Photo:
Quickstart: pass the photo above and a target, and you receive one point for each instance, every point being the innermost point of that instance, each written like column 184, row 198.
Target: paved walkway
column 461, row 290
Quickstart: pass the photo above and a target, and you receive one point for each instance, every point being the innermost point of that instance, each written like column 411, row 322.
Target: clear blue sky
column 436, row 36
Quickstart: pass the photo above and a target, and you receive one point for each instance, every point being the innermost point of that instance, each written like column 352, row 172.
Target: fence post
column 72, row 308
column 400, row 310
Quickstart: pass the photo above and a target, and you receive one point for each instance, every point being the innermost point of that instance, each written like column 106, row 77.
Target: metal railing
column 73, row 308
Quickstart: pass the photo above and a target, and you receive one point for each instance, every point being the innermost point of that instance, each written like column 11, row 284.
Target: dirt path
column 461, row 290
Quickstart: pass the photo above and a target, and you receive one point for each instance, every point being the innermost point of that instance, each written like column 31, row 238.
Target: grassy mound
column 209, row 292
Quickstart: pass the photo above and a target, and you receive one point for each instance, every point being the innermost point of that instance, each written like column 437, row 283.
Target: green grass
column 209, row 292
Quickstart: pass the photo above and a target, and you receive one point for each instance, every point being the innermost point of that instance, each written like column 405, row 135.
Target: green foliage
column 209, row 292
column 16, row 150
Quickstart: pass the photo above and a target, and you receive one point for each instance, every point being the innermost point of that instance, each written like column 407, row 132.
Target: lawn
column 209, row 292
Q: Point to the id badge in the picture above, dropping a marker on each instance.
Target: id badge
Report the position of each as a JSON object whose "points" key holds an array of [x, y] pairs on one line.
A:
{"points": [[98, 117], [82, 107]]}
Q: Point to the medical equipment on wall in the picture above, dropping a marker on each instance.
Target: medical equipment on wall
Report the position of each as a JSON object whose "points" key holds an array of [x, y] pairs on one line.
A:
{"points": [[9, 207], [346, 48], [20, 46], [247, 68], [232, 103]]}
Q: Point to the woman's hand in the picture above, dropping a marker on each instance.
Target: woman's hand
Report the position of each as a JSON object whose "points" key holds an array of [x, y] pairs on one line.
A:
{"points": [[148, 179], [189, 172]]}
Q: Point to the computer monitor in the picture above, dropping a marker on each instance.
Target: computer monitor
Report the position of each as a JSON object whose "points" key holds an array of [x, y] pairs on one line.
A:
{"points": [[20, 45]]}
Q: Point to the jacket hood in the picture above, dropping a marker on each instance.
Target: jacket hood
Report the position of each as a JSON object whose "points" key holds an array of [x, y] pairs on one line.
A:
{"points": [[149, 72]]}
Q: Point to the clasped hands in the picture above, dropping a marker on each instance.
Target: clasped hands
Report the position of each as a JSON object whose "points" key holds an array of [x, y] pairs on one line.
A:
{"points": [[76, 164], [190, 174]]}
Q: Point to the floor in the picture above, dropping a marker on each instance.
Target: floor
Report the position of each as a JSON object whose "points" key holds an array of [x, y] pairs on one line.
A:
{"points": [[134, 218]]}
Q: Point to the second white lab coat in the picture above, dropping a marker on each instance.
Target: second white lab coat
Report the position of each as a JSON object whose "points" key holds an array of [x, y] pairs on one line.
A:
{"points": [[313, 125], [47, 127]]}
★ ★ ★ ★
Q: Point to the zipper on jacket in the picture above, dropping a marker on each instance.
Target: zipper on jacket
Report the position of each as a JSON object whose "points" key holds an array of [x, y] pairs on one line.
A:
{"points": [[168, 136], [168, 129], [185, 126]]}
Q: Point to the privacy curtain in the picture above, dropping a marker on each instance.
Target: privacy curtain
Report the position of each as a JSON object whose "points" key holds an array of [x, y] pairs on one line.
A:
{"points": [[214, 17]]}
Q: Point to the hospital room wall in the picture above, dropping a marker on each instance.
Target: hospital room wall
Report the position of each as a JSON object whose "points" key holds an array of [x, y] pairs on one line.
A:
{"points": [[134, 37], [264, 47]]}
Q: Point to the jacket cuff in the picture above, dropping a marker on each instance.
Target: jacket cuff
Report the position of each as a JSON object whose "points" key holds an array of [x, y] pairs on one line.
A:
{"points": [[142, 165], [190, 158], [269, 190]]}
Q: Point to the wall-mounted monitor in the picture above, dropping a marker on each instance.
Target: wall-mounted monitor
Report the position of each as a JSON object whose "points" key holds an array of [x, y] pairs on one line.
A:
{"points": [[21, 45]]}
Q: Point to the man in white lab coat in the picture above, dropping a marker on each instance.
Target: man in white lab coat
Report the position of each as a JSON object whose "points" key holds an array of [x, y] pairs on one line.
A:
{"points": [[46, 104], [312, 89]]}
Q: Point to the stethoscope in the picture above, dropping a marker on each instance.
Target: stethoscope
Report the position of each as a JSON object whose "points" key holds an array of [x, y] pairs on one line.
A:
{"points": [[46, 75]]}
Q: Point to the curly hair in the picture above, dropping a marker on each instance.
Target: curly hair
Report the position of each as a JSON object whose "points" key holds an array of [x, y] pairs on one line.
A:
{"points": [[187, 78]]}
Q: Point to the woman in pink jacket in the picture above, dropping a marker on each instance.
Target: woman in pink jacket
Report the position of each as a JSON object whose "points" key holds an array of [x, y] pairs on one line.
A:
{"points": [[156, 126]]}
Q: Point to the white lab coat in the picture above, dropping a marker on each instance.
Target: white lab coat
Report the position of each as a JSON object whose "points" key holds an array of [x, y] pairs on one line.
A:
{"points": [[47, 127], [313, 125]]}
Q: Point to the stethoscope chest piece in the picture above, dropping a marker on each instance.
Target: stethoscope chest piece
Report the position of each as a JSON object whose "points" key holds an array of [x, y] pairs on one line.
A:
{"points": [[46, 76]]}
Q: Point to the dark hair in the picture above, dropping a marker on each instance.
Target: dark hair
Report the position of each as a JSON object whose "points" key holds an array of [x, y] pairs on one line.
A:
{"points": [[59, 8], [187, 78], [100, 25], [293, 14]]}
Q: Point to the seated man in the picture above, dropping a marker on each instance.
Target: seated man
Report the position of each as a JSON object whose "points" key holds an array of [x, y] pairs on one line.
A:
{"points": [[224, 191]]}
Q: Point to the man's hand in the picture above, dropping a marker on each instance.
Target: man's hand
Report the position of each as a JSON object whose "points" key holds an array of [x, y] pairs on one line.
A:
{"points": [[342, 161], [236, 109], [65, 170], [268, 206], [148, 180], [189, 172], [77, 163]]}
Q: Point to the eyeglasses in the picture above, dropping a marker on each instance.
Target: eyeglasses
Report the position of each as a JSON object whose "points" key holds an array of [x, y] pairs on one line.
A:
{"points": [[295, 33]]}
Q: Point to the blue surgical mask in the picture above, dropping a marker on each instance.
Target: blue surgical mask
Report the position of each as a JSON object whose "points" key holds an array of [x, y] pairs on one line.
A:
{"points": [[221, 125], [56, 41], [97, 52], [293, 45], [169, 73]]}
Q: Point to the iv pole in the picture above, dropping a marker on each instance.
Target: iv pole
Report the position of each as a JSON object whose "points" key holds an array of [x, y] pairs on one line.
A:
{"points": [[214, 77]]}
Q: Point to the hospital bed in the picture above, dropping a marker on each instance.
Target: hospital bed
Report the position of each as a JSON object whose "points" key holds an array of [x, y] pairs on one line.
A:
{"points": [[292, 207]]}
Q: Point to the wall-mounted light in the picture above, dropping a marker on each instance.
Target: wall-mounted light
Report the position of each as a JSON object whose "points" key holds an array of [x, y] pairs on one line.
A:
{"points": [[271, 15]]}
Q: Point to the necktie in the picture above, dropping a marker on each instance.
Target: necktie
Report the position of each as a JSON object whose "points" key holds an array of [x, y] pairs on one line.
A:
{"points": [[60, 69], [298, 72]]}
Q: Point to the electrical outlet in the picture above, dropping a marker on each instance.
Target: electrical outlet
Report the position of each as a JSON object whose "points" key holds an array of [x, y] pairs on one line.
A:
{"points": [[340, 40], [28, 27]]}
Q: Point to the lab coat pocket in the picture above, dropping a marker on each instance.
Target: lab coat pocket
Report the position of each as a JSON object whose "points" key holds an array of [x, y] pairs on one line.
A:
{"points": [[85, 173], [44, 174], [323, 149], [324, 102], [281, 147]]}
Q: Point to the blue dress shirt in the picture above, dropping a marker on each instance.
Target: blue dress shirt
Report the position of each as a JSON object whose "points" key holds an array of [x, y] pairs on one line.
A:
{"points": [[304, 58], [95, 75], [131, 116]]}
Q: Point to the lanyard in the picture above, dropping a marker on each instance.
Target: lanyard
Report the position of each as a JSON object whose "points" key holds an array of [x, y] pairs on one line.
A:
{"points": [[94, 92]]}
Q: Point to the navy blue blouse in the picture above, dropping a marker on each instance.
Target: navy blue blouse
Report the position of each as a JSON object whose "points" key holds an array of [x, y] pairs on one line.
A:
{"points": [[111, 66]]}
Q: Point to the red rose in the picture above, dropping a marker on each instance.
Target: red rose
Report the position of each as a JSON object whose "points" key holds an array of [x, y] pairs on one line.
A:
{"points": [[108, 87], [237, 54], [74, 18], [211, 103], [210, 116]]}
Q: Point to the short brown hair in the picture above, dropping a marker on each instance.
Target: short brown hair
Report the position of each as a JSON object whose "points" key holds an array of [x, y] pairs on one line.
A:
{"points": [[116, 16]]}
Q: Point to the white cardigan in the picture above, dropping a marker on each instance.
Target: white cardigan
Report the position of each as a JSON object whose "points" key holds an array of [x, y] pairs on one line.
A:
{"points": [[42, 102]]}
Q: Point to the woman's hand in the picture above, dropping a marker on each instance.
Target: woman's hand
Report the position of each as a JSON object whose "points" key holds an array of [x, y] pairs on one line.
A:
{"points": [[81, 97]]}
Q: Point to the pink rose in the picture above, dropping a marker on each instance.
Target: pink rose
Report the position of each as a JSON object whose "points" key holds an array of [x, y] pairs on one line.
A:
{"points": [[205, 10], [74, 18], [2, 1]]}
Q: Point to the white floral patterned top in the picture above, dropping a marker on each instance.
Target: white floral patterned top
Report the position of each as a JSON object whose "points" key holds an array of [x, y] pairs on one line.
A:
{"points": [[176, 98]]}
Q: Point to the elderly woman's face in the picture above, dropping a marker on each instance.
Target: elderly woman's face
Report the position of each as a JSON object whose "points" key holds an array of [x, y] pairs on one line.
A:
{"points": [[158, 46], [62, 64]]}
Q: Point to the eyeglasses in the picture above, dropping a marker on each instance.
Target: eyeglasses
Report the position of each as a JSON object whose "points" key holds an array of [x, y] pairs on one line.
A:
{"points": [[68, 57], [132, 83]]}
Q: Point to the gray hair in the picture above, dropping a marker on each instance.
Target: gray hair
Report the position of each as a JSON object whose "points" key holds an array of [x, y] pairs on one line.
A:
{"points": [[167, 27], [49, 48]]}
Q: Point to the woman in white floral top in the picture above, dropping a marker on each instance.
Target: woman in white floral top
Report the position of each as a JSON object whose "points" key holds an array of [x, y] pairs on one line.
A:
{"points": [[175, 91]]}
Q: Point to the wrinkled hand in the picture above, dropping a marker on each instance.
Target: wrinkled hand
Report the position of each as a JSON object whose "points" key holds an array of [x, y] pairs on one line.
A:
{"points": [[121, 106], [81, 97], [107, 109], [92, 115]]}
★ ★ ★ ★
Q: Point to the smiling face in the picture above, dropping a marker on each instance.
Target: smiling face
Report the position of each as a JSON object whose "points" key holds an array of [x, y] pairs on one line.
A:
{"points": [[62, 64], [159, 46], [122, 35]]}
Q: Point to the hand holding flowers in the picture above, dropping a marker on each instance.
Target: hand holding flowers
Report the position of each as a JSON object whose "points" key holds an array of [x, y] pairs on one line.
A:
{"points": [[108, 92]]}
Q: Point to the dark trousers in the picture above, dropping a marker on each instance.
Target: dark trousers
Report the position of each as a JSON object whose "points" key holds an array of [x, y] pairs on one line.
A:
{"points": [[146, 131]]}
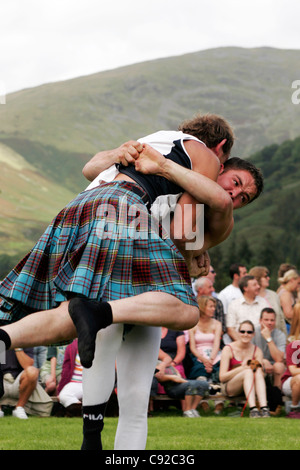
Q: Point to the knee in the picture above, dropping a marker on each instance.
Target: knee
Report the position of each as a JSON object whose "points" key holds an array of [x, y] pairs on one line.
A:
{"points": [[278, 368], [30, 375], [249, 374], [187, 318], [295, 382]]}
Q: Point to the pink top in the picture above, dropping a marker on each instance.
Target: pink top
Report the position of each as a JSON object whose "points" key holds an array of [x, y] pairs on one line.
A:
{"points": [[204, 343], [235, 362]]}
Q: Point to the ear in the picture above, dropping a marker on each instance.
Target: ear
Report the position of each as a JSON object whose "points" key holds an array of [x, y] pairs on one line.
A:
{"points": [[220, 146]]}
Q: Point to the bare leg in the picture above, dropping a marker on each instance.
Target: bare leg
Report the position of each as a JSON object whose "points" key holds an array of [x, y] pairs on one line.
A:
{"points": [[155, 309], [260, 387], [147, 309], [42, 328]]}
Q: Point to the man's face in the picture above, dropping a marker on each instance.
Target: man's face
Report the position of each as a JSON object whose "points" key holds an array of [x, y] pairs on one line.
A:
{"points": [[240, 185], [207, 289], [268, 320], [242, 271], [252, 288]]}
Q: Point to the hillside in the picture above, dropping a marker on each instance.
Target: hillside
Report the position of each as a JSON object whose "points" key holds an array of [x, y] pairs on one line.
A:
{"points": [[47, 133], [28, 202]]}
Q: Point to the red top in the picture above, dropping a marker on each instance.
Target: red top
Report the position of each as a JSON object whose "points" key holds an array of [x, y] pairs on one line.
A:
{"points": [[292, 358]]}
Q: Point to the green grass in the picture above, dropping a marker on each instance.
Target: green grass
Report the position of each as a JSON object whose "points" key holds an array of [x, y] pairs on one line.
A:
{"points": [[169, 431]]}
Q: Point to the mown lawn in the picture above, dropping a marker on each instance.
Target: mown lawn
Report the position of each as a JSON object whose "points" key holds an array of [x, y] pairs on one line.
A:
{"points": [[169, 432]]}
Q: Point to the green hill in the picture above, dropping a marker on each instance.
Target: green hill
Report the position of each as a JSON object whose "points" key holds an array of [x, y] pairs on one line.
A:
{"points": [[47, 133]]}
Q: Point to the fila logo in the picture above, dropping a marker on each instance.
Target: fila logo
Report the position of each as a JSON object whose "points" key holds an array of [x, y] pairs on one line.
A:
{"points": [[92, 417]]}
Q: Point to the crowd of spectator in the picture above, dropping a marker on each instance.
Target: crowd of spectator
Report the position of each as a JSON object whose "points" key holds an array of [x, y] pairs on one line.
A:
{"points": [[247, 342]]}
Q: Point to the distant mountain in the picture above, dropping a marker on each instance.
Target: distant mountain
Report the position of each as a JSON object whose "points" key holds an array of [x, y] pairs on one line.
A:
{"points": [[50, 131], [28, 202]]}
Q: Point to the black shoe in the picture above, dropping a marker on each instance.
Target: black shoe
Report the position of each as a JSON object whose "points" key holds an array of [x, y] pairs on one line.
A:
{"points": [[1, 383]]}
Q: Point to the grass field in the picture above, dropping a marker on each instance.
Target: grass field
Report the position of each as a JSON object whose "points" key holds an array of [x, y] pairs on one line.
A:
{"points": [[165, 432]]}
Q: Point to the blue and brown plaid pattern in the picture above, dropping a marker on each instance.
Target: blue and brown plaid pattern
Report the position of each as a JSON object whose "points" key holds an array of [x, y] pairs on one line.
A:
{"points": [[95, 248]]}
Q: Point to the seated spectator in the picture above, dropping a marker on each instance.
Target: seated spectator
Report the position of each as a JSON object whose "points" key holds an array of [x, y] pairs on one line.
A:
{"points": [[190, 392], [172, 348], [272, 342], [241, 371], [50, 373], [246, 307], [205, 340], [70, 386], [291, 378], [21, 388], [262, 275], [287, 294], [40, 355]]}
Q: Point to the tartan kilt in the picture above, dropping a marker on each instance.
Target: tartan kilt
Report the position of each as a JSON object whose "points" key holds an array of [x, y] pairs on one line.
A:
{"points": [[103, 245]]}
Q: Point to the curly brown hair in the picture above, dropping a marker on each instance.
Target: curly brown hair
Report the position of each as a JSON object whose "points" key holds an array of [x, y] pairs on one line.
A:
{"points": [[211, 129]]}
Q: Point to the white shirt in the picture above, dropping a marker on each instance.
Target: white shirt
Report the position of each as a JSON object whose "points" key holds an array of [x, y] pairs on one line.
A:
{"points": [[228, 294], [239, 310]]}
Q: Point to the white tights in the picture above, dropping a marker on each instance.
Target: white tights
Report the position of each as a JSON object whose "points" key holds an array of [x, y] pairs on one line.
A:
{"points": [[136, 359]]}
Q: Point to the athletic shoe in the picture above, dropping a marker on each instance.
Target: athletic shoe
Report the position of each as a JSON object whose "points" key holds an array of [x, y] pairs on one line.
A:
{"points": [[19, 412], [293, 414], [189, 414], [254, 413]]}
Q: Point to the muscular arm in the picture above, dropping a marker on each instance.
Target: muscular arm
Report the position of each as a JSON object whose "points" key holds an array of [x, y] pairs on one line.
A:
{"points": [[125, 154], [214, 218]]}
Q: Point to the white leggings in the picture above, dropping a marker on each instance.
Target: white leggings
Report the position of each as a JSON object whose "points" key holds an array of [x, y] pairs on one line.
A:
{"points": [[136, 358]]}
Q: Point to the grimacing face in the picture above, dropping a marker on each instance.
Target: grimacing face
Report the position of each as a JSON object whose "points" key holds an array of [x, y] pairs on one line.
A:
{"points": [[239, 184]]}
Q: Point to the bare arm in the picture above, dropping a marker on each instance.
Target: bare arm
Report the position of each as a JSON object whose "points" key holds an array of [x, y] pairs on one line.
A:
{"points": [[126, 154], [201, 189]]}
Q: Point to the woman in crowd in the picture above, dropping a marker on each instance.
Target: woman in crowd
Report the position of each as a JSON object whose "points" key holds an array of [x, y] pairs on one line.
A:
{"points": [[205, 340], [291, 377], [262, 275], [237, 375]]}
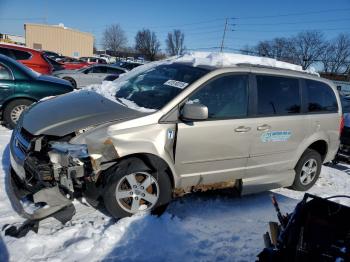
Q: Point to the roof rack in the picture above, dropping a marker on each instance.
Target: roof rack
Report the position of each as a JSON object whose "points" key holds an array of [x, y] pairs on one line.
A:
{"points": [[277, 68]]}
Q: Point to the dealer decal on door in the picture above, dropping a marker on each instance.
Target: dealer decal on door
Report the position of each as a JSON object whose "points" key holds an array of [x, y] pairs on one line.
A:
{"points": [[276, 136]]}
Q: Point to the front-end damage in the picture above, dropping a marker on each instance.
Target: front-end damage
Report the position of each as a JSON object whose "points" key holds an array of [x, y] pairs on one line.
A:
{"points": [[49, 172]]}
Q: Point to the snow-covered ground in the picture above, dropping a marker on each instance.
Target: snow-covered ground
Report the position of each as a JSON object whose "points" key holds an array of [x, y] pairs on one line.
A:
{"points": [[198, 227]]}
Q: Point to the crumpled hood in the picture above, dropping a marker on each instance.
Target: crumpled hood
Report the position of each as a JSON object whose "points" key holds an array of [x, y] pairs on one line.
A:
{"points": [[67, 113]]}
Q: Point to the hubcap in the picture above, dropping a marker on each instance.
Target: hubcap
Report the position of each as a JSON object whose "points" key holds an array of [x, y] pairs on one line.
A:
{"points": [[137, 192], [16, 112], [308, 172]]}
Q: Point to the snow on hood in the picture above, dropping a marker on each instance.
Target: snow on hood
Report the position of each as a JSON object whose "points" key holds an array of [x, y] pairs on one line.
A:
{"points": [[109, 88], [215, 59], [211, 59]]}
★ ★ ★ ★
Work instruction: Scan the lines above for the word "lanyard" and copy every one where it occurs.

Response to the task:
Q: Point to the lanyard in the picture above, dropping a marker on each instance.
Target: lanyard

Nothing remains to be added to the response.